>> START MATERIAL SUPPLIED
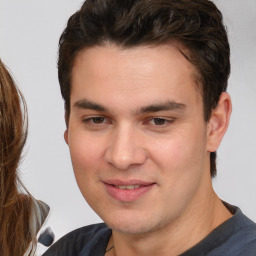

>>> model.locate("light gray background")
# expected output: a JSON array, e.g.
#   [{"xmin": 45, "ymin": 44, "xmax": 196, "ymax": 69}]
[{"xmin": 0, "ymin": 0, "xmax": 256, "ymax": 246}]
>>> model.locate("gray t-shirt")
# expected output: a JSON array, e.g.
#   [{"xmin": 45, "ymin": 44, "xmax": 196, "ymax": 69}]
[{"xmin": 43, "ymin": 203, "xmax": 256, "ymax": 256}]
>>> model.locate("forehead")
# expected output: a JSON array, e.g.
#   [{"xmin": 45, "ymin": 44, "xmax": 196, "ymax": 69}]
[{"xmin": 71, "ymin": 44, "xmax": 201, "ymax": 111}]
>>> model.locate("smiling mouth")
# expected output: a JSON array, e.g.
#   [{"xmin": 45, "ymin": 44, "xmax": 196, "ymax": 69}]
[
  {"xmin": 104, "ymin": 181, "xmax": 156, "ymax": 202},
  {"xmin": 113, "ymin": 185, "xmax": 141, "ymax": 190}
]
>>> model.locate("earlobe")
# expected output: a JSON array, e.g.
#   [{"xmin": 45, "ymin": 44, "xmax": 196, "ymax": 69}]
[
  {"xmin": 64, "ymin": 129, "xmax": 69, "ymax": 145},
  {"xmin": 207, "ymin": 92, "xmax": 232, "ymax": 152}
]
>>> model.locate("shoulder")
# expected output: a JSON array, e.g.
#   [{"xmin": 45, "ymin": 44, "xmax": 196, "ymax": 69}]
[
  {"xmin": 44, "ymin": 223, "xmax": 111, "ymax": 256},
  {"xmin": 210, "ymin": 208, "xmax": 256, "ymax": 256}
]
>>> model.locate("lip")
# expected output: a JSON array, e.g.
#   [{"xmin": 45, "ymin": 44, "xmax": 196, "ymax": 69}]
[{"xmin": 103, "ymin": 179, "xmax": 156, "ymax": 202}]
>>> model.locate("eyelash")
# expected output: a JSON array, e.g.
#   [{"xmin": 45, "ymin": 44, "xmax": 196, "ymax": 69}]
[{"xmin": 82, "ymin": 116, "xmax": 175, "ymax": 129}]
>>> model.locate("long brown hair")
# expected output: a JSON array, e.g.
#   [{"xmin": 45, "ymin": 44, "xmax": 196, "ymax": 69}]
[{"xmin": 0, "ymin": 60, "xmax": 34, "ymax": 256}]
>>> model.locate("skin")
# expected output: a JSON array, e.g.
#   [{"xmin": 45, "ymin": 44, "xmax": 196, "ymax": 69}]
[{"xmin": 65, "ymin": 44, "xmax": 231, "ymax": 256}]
>> END MATERIAL SUPPLIED
SET TASK
Rewrite the data above as a Markdown table with the columns Row and Line, giving each non-blank line its own numbered row. Leave the pictures out of the answer.

RESPONSE TO THIS TASK
| Row | Line |
|---|---|
| 1 | >>> model.locate("light gray background") |
| 2 | # expected output: a JSON array, e.g. |
| 3 | #   [{"xmin": 45, "ymin": 44, "xmax": 196, "ymax": 69}] |
| 4 | [{"xmin": 0, "ymin": 0, "xmax": 256, "ymax": 246}] |
| 5 | >>> model.locate("gray t-shirt") |
| 6 | # expected output: a JSON array, e.g. |
| 7 | #   [{"xmin": 45, "ymin": 44, "xmax": 196, "ymax": 69}] |
| 8 | [{"xmin": 43, "ymin": 203, "xmax": 256, "ymax": 256}] |
| 9 | >>> model.locate("forehead") |
| 10 | # expected output: a JSON array, e.g. |
| 11 | #   [{"xmin": 45, "ymin": 44, "xmax": 196, "ymax": 69}] |
| 12 | [{"xmin": 71, "ymin": 44, "xmax": 201, "ymax": 111}] |
| 13 | >>> model.locate("smiling mouth") |
| 14 | # expected output: a JSON array, e.g. |
| 15 | #   [{"xmin": 45, "ymin": 44, "xmax": 196, "ymax": 69}] |
| 16 | [ |
| 17 |   {"xmin": 104, "ymin": 181, "xmax": 156, "ymax": 202}, |
| 18 |   {"xmin": 113, "ymin": 185, "xmax": 141, "ymax": 190} |
| 19 | ] |
| 20 | >>> model.locate("earlobe") |
| 21 | # expected output: a JSON array, e.g. |
| 22 | #   [{"xmin": 45, "ymin": 44, "xmax": 196, "ymax": 69}] |
| 23 | [ |
| 24 |   {"xmin": 64, "ymin": 129, "xmax": 69, "ymax": 145}, |
| 25 |   {"xmin": 207, "ymin": 92, "xmax": 232, "ymax": 152} |
| 26 | ] |
| 27 | >>> model.locate("shoulder") |
| 28 | # expected output: a JSON array, e.g. |
| 29 | #   [{"xmin": 45, "ymin": 44, "xmax": 196, "ymax": 69}] |
| 30 | [ |
| 31 |   {"xmin": 44, "ymin": 223, "xmax": 111, "ymax": 256}, |
| 32 |   {"xmin": 210, "ymin": 208, "xmax": 256, "ymax": 256} |
| 33 | ] |
| 34 | >>> model.locate("lip") |
| 35 | # expected output: a JSON array, e.g. |
| 36 | #   [{"xmin": 45, "ymin": 44, "xmax": 196, "ymax": 69}] |
| 37 | [{"xmin": 103, "ymin": 179, "xmax": 156, "ymax": 202}] |
| 38 | >>> model.locate("eyelash") |
| 39 | # expected output: a JSON array, e.g. |
| 40 | #   [{"xmin": 45, "ymin": 44, "xmax": 196, "ymax": 69}] |
| 41 | [{"xmin": 82, "ymin": 116, "xmax": 175, "ymax": 129}] |
| 42 | >>> model.locate("long brown hair") |
| 43 | # expected output: a JSON array, e.g. |
| 44 | #   [{"xmin": 45, "ymin": 44, "xmax": 196, "ymax": 69}] |
| 45 | [{"xmin": 0, "ymin": 60, "xmax": 34, "ymax": 256}] |
| 46 | >>> model.locate("skin") |
| 47 | # expected output: a JSON array, e.g. |
| 48 | #   [{"xmin": 45, "ymin": 44, "xmax": 196, "ymax": 69}] |
| 49 | [{"xmin": 65, "ymin": 44, "xmax": 231, "ymax": 256}] |